======== ARTICLE
Each spring, Wharton and her family go foraging for wild garlic, which is peppered throughout the menu: last season, in the form of pork bao and sesame noodles, and this year, with crystal steamed dumplings that carry their garlic flavour with white scallop meat and roe. Balancing a dumpling is a careful art at My Neighbours: for every bite of scallop is a crunch of celery; for every whiff of garlic, a hint of dried shrimp. What results is a lighter, more aromatic take on the ingredient — but one with no less of a punch. Vegetarians will enjoy the carrot, black bean and wild garlic spring roll that Wharton advises wrapping in one of the accompanying garlic leaves. A chilli and lime Brussels sprout slaw with pickled goji berries helps to keep things fresh. Website; Directions

Bocca di Lupo

12 Archer Street, London W1D 7BB

As far as Soho institutions go, Bocca di Lupo offers something for everyone. Traditional diners will appreciate the fine-dining feel of the main restaurant and classic dishes such as rabbit saltimbocca (a must). Those looking for something different might sit at the counter, sip on vermouth cocktails and order the softshell crab with radicchio and blood orange.

A plate of Bocca di Lupo’s trofie pasta with wild garlic pesto
Bocca di Lupo’s seasonal tributes to wild garlic include its trofie with pesto . . .
================
======== ITEMS
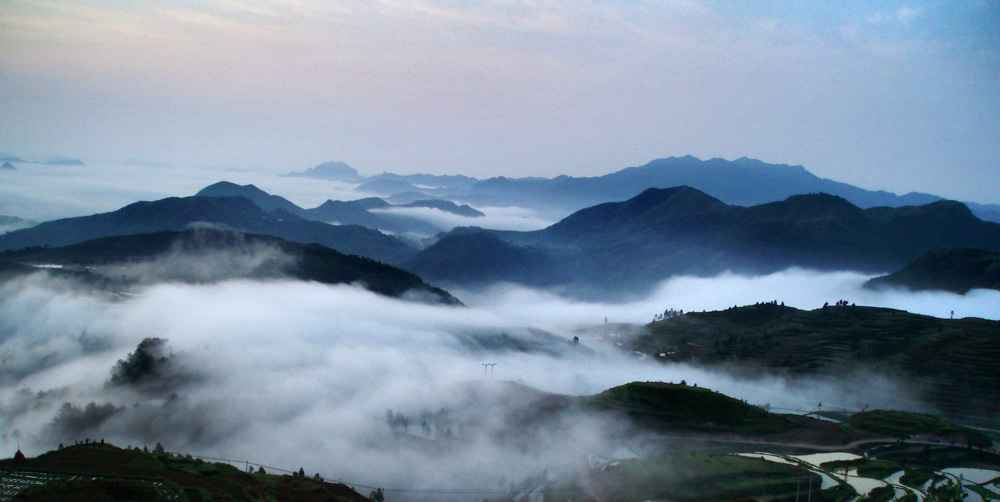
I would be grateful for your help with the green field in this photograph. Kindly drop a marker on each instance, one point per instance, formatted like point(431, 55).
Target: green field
point(954, 361)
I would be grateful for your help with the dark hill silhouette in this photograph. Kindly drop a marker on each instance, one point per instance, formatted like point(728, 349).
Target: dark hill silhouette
point(957, 270)
point(262, 199)
point(742, 182)
point(447, 206)
point(343, 212)
point(347, 212)
point(237, 213)
point(387, 187)
point(951, 362)
point(307, 262)
point(681, 230)
point(484, 259)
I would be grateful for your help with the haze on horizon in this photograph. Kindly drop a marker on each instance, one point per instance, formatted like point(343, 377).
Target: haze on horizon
point(899, 96)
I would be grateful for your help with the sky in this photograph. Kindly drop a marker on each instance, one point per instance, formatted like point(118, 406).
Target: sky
point(901, 96)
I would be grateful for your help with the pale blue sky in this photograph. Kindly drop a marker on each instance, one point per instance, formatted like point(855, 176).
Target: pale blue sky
point(899, 96)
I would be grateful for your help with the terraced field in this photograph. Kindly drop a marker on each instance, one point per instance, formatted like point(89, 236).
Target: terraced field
point(954, 361)
point(107, 473)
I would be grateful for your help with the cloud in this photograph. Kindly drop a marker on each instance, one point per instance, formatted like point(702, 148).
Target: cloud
================
** GIVEN PROBLEM **
Edit the article above: reproduce the part that opens with the words "As far as Soho" and closes with "and blood orange.", changing "rabbit saltimbocca" to "veal saltimbocca".

** ANSWER TO THE TASK **
As far as Soho institutions go, Bocca di Lupo offers something for everyone. Traditional diners will appreciate the fine-dining feel of the main restaurant and classic dishes such as veal saltimbocca (a must). Those looking for something different might sit at the counter, sip on vermouth cocktails and order the softshell crab with radicchio and blood orange.